▸ **EXTRAIT FOURNI**

Fiasco de l’éducation au Maroc : un historien français avait tout prévu il y a 50 ans

Et si l’état actuel de l’éducation au Maroc était tout à fait prévisible depuis 50 ans? Et si l’état catastrophique était prémédité par une élite bien établie qui souhaitait continuer à avoir la mainmise sur le Maroc? C’est que laisse entendre cette lettre envoyée par Charles-André Julien, éminent historien français spécialiste du Maghreb. Au lendemain de l’indépendance, il fut invité par Mohammed V à fonder l’Université marocaine, et fut à cet effet nommé premier doyen de la Faculté des Lettres à Rabat.

Cette lettre a été adressée à M. Bennani, Directeur du Protocole de Mohammed V.

Charles André Julien

Paris 1 Novembre 1960

Cher ami,

Depuis hier 31 Octobre, j’ai cessé d’être officiellement doyen de la Faculté des Lettres de Rabat. Je puis désormais m’exprimer en toute liberté.

J’ai été appelé par Sa Majesté à contribuer à resserrer les liens culturels entre l’Occident et l’Orient. Je l’ai fait de mon mieux. J’ai créé de toutes pièces une Faculté qui a acquis un solide renom, et qui eut pu devenir le centre culturel le plus important de l’Afrique musulmane et un centre d’attraction pour les Africains francophones. J’ai toujours été partisan de l’arabisation, mais de l’arabisation par le haut. Je crains que celle que l’on pratique dans la conjoncture présente ne fasse du Maroc en peu d’années un pays intellectuellement sous développé. Si les responsables ne s’en rendaient pas compte, on n’assisterait pas à ce fait paradoxal que pas un fonctionnaire, sans parler des hauts dignitaires et même des Oulémas, n’envoie ses enfants dans des écoles marocaines. On prône la culture arabe, mais on se bat aux portes de la Mission pour obtenir des places dans des établissements français. Le résultat apparaîtra d’ici peu d’années, il y aura au Maroc deux classes sociales : celle des privilégiés qui auront bénéficié d’une culture occidentale donnée avec éclat et grâce ä laquelle ils occuperont les postes de commande et celle de la masse cantonnée dans les études d’arabe médiocrement organisées dans les conditions actuelles et qui les cantonneront dans les cadres subalternes. Avec de la patience et de la méthode on eut pu aboutir à un tout autre résultat, qui permettrait de donner à tous les enfants des chances égales d’avenir.

▸ **TRAVAIL À FAIRE**
[A] Citez fidèlement le passage de l'extrait sur l'éducation au Maroc compris entre « Fiasco de l’éducation » et « Lettres à Rabat. », bornes incluses.
[B] Résumez l'extrait sur l'éducation au Maroc en deux phrases.
[C] Poursuivez l'extrait sur l'éducation au Maroc au-delà de sa dernière phrase.

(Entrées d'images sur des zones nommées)
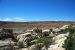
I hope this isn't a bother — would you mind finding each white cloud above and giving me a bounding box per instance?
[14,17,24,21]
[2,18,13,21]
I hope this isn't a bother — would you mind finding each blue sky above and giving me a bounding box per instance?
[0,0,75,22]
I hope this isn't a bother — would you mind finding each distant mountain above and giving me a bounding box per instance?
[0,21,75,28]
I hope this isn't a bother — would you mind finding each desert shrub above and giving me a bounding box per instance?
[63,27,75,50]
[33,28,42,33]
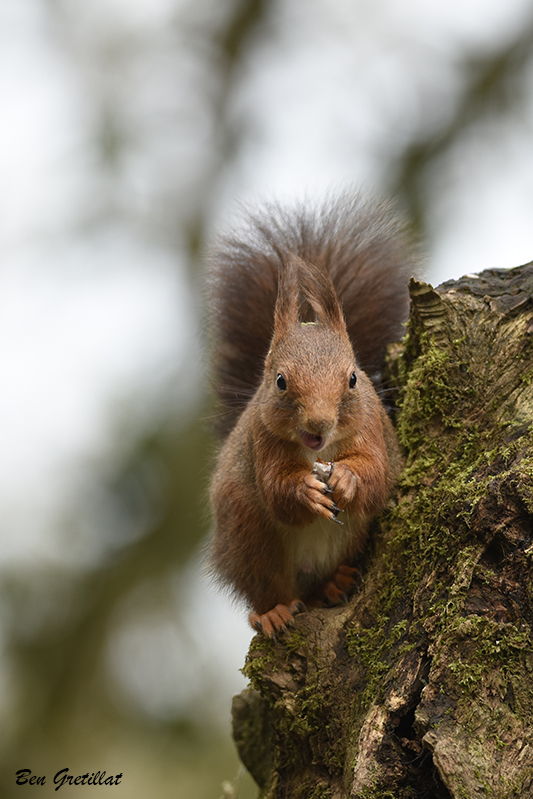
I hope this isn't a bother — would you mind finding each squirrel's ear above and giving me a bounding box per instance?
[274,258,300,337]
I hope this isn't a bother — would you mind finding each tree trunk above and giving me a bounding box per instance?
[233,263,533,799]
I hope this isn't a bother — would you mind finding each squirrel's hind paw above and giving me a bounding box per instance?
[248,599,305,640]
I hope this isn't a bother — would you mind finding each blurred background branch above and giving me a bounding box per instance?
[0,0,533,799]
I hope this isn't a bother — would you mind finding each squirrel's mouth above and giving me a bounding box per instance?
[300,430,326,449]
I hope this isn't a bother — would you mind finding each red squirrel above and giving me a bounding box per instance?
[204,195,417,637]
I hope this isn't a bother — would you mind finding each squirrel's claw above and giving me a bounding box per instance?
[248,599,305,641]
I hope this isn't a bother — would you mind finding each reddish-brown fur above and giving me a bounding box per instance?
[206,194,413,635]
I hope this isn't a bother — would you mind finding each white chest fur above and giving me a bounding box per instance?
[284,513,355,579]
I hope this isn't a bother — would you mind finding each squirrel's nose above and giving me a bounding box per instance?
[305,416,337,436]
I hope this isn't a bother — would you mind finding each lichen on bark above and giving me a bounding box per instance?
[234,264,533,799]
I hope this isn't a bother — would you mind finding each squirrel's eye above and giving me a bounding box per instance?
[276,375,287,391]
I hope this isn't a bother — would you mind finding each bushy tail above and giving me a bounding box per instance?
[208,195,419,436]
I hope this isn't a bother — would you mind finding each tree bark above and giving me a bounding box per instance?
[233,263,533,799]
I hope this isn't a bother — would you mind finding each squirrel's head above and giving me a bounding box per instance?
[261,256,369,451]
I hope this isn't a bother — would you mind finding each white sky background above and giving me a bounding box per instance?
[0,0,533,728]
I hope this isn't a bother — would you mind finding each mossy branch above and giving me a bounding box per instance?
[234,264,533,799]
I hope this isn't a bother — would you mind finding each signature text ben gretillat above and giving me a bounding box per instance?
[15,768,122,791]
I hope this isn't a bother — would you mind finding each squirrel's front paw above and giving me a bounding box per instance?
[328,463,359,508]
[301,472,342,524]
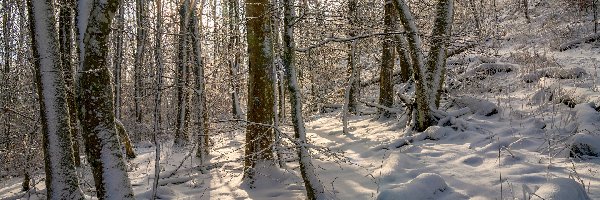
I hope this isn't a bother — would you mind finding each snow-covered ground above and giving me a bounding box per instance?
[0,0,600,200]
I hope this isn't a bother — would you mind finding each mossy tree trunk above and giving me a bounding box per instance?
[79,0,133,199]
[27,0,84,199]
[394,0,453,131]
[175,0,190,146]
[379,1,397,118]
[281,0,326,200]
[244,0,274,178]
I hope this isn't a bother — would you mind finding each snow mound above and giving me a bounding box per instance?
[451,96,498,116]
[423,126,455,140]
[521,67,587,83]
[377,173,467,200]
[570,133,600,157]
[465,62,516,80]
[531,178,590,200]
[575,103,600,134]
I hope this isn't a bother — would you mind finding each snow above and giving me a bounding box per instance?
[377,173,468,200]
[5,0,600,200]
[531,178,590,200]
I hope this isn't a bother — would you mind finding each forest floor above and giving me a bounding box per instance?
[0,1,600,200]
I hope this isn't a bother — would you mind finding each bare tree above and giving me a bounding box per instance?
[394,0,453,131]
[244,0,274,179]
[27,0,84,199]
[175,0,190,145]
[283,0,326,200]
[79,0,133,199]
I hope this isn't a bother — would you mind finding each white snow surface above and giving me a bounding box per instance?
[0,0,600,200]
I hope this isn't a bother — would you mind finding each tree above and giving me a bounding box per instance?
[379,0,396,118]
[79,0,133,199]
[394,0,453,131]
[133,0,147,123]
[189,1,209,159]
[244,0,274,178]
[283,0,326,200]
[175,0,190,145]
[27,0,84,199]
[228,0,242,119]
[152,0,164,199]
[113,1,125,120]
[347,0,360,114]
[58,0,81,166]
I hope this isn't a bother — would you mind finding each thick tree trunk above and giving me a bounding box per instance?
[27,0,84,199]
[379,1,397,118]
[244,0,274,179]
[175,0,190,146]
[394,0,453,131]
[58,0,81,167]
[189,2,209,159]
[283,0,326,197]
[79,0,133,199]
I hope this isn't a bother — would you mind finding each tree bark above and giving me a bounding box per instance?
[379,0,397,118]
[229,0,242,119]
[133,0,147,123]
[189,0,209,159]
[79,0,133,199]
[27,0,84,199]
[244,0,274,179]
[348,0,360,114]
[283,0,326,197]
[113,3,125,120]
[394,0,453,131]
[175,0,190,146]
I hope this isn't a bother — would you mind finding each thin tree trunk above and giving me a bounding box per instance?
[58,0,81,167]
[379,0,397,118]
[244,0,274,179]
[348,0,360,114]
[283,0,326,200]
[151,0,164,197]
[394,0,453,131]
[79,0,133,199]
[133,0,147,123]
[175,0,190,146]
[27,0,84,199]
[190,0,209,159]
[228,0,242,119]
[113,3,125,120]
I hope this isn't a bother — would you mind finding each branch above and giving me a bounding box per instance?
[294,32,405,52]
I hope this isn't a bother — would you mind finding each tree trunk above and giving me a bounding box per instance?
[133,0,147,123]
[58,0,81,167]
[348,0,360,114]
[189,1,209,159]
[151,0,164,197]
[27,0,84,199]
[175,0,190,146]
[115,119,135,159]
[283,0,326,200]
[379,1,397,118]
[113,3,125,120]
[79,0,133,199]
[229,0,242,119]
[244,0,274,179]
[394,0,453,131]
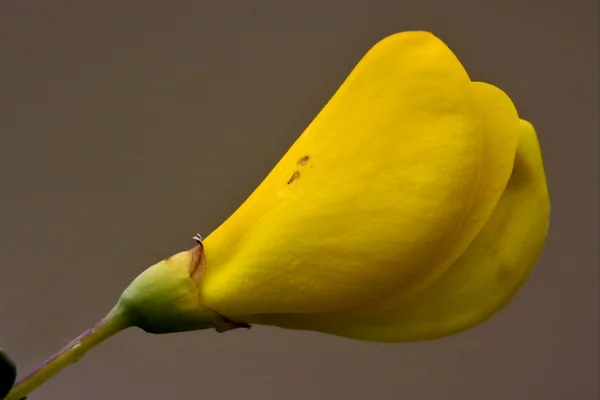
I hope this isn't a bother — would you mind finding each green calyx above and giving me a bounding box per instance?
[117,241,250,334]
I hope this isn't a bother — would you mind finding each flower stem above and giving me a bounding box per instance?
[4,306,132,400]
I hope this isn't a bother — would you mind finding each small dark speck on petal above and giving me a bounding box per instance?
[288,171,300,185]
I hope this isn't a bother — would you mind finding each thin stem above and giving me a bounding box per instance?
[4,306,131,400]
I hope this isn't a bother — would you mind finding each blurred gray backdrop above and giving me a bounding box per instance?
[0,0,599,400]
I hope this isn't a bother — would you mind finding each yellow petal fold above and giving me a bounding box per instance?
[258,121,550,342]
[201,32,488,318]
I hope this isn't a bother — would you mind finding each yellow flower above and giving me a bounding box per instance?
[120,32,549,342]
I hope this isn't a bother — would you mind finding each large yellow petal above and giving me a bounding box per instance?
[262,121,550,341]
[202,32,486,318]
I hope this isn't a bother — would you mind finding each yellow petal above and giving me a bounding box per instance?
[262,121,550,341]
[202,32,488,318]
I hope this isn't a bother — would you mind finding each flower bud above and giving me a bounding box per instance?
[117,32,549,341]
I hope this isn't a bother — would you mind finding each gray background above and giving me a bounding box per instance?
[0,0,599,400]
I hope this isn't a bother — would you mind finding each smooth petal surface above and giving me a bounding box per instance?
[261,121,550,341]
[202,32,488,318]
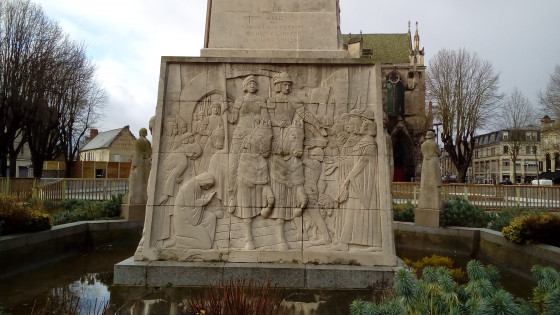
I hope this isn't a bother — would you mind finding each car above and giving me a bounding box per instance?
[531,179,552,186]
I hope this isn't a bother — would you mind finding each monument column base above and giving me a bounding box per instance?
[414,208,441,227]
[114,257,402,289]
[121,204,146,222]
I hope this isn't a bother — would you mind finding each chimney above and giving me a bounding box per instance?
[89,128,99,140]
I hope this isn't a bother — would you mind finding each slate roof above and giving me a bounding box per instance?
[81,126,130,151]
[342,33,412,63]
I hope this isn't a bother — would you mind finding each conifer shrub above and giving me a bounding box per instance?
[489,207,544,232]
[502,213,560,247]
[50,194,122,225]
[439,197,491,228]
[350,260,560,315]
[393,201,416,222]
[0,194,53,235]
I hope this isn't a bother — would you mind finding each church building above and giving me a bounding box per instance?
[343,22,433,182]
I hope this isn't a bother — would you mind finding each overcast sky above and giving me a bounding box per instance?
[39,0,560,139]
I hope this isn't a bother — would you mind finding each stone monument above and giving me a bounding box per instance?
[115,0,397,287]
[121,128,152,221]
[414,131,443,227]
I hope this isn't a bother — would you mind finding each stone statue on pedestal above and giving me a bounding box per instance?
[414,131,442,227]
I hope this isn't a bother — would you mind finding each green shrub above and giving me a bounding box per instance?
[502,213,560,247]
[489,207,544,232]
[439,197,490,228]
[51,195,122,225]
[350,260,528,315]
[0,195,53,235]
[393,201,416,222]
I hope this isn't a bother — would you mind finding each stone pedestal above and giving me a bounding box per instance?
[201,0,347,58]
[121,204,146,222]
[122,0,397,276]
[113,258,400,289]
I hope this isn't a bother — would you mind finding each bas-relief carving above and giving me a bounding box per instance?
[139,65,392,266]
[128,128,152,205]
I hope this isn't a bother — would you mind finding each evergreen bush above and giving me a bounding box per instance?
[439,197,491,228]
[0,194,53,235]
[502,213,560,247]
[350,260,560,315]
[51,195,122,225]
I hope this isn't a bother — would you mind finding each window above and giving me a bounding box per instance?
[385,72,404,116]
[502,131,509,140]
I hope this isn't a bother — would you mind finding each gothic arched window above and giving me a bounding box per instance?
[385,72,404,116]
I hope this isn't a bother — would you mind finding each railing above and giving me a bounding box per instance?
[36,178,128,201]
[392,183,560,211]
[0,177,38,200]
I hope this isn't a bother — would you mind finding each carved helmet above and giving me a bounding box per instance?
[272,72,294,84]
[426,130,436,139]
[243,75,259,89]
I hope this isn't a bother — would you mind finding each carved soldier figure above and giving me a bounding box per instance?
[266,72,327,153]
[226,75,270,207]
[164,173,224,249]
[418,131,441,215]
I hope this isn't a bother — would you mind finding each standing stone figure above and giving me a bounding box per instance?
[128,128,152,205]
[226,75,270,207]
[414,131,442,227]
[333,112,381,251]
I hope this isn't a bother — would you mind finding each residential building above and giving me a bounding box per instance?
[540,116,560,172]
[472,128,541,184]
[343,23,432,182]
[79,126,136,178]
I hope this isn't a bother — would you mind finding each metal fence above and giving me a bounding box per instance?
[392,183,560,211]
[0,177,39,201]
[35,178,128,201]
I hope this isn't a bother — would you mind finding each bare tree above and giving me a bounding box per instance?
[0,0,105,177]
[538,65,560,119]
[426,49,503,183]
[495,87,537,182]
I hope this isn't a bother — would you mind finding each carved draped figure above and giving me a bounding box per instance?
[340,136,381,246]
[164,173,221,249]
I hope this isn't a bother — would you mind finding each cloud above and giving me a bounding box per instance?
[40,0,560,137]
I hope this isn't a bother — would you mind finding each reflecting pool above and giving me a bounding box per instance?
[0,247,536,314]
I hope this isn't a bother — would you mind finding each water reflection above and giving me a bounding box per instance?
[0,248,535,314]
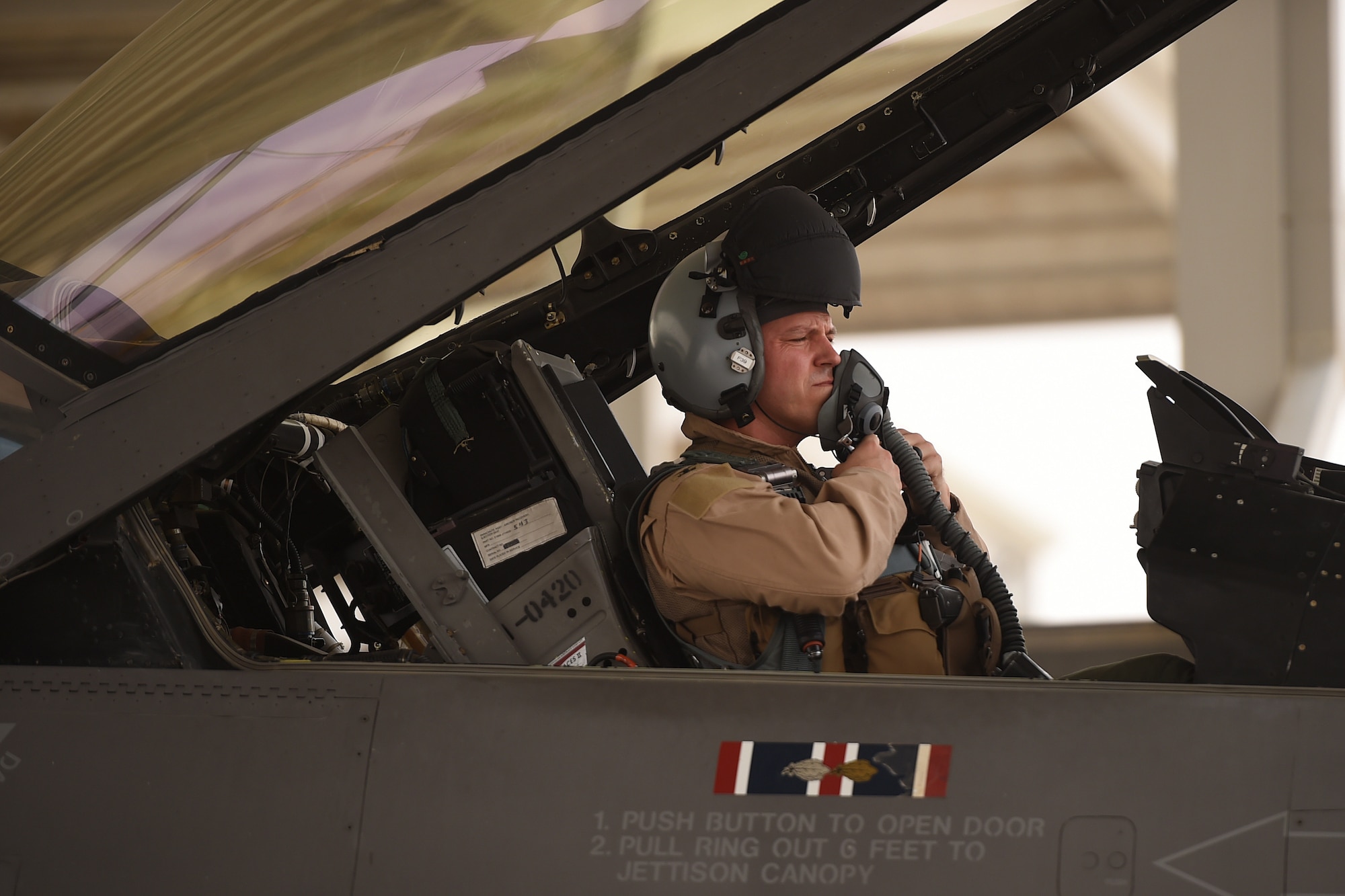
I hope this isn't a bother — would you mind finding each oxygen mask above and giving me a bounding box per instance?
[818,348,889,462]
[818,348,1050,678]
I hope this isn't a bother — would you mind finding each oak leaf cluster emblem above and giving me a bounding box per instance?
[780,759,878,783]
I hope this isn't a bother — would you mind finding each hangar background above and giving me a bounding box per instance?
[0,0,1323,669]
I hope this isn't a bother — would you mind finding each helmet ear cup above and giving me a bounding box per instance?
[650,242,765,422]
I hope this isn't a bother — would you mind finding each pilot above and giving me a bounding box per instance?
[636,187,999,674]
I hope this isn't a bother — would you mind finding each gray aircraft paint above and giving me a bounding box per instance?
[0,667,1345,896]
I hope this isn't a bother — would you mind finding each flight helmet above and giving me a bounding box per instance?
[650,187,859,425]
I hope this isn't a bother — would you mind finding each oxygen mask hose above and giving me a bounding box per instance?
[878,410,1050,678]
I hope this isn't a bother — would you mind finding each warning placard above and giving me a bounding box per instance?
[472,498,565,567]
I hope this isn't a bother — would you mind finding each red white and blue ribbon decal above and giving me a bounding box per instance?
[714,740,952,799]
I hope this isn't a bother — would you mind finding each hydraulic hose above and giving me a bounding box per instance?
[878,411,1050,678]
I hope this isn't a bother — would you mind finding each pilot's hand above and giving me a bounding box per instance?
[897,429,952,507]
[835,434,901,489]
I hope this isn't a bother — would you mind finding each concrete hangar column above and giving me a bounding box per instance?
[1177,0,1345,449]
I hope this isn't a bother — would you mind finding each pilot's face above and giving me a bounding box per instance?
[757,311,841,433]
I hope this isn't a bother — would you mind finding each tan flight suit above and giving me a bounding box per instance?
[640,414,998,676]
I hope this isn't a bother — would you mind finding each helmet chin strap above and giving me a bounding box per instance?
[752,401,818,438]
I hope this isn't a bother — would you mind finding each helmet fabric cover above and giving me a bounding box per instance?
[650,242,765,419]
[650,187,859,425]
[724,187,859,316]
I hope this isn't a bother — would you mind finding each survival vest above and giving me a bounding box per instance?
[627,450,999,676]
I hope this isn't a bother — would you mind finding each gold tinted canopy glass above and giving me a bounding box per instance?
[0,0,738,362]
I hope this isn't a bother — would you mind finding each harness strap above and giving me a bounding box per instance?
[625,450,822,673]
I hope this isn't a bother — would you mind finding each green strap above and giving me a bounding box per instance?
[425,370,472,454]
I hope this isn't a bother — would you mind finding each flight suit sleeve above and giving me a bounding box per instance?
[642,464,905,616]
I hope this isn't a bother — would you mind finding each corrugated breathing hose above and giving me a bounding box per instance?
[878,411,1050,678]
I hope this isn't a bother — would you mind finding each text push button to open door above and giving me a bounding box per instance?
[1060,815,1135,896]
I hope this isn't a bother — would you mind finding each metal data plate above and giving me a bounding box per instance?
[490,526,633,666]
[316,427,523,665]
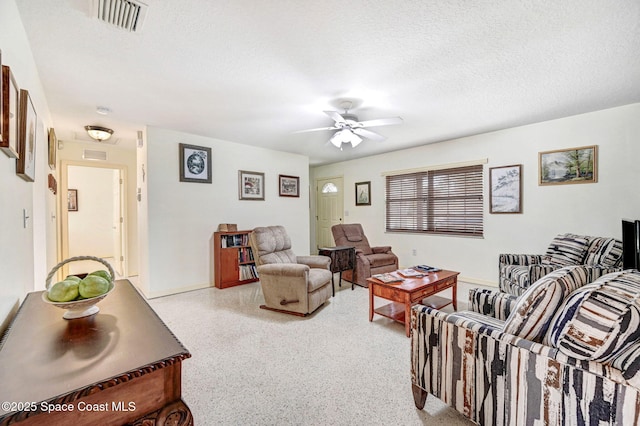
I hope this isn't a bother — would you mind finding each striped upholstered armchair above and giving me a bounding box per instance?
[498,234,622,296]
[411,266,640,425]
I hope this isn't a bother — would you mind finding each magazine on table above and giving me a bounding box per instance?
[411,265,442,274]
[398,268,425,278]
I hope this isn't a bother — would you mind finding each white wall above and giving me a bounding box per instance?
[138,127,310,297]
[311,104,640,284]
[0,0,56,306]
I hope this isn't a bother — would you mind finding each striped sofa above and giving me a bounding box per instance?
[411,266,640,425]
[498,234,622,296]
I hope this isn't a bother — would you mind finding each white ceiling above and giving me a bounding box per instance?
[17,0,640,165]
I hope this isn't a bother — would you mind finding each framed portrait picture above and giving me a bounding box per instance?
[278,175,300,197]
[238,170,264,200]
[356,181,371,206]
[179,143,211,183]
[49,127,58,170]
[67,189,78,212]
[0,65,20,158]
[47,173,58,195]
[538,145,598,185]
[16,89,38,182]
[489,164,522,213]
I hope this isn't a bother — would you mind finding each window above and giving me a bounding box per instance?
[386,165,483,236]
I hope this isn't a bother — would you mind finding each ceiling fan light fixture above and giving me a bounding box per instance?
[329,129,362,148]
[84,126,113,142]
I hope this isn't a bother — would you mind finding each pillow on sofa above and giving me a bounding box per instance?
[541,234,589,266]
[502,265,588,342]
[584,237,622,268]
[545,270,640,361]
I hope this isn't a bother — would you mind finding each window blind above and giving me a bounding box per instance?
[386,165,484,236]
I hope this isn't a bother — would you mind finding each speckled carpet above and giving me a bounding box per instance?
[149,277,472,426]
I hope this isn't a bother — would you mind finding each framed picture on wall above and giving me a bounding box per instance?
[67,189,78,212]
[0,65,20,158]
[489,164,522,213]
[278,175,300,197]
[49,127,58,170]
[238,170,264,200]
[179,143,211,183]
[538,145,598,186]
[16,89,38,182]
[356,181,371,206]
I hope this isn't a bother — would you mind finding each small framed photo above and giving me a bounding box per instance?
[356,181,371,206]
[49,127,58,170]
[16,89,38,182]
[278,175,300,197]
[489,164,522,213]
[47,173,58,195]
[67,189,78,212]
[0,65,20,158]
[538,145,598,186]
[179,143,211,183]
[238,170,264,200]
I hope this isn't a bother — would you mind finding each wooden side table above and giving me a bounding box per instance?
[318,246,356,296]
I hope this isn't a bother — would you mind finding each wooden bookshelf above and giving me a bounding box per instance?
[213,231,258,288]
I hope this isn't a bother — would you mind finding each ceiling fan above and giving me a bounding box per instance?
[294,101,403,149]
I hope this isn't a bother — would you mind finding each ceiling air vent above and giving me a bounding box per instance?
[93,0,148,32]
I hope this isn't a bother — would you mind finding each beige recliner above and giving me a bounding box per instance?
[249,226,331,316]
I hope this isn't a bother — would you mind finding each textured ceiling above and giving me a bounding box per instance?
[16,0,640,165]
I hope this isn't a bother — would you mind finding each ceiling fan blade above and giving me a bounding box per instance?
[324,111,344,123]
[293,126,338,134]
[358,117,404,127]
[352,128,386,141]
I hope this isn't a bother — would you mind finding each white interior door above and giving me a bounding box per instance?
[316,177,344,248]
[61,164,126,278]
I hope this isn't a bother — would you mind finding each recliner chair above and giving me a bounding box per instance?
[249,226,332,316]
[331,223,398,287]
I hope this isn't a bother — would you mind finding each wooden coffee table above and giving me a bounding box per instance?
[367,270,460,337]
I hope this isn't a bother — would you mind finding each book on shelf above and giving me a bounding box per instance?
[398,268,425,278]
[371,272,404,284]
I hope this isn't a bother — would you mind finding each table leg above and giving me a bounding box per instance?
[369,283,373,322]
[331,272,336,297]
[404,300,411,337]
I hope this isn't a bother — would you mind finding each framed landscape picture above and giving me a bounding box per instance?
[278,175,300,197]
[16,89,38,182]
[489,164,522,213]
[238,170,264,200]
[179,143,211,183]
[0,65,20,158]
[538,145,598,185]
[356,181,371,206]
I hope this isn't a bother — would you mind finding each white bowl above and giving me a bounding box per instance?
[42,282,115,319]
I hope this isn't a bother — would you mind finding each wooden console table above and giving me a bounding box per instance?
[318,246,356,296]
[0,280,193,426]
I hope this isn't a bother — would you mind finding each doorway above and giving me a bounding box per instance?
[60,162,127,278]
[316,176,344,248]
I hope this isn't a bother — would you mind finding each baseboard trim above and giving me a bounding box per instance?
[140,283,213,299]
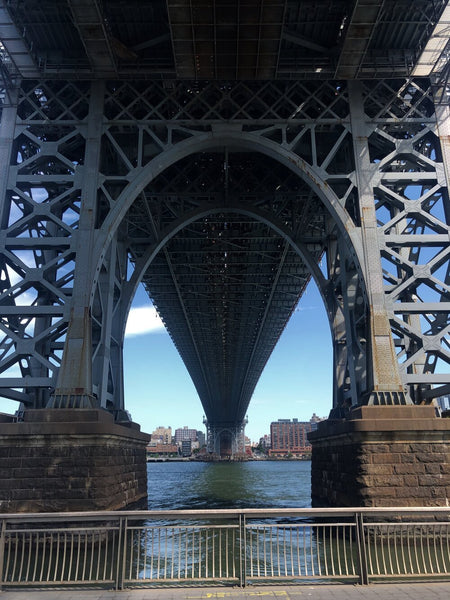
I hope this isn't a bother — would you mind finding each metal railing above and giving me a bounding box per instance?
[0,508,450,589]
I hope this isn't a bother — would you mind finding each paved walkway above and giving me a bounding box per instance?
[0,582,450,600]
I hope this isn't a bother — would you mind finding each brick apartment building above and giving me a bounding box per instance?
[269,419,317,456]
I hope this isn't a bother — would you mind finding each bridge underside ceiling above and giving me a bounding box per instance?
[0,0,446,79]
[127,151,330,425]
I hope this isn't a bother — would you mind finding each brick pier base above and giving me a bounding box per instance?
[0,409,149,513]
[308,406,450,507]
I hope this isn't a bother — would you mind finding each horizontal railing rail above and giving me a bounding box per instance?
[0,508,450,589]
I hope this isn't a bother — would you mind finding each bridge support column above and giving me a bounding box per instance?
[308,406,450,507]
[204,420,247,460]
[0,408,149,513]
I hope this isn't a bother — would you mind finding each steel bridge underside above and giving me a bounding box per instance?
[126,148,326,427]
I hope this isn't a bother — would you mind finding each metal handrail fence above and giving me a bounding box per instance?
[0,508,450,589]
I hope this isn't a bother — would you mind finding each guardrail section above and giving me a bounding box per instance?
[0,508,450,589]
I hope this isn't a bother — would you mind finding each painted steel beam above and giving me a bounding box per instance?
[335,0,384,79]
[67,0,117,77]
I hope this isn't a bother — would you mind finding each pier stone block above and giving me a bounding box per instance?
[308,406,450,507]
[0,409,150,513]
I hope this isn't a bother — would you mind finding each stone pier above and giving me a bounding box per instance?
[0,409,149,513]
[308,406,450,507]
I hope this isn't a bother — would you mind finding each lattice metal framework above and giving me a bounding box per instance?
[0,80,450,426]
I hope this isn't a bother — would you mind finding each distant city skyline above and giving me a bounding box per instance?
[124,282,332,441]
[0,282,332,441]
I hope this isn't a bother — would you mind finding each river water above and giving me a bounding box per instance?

▸ **LISTE DES RÉPONSES**
[A]
Fiasco de l’éducation au Maroc : un historien français avait tout prévu il y a 50 ans

Et si l’état actuel de l’éducation au Maroc était tout à fait prévisible depuis 50 ans? Et si l’état catastrophique était prémédité par une élite bien établie qui souhaitait continuer à avoir la mainmise sur le Maroc? C’est que laisse entendre cette lettre envoyée par Charles-André Julien, éminent historien français spécialiste du Maghreb. Au lendemain de l’indépendance, il fut invité par Mohammed V à fonder l’Université marocaine, et fut à cet effet nommé premier doyen de la Faculté des Lettres à Rabat.

[B] Au lendemain de l'indépendance, l'historien français Charles-André Julien, spécialiste du Maghreb, fut invité par Mohammed V à fonder l'Université marocaine et fut nommé premier doyen de la Faculté des Lettres de Rabat. Dans une lettre datée du 1 novembre 1960, il craint que l'arabisation alors pratiquée ne crée deux classes sociales : des privilégiés formés à la culture occidentale, qui occuperont les postes de commande, et une masse cantonnée dans les cadres subalternes.

[C]
Le Ministère de l’Education Nationale ne parait pas répondre aux services qu’on attend de lui. On ne saurait dire que l’ordre et la compétence y triomphent, cependant que les éléments marocains les plus valables et soucieux de l’avenir de leur pays sont attaqués dans l’Istiqlal. Les dossiers importants sont parfois partagés entre trois services sans que le cabinet laisse jouer au Secrétariat général son rôle normal de coordination. Le Ministre ne semble pas désirer les contacts. A part la visite de courtoisie que j’ai pu faire après ma nomination, je n’ai jamais eu l’occasion de m’entretenir avec lui. Le Directeur de l’Enseignement supérieur, dont dépend la Faculté, ne répond généralement pas aux lettres. Les mesures les plus importantes sont improvisées, et il m’est arrivé de les apprendre par leur publication au journal officiel sans que j’aie té consulté. C’est ainsi qu’à la mi-octobre 1960, on a décidé en quelques heures de créer une propédeutique et des certificats de licence marocaine de langue française, sans que les programmes aient été au préalable étudiés et que les incidences de ces initiatives aient été mesurées. J’ai appris ces décisions en prenant connaissance de textes polycopiés déposés sur le bureau de ma secrétaire. Il est impossible de faire un travail efficace avec une technique si contraire ä la bonne administration. S’il est un domaine en effet où l’improvisation a des conséquences redoutables pour l’avenir, c’est Enseignement. On ne semble pas s’en douter.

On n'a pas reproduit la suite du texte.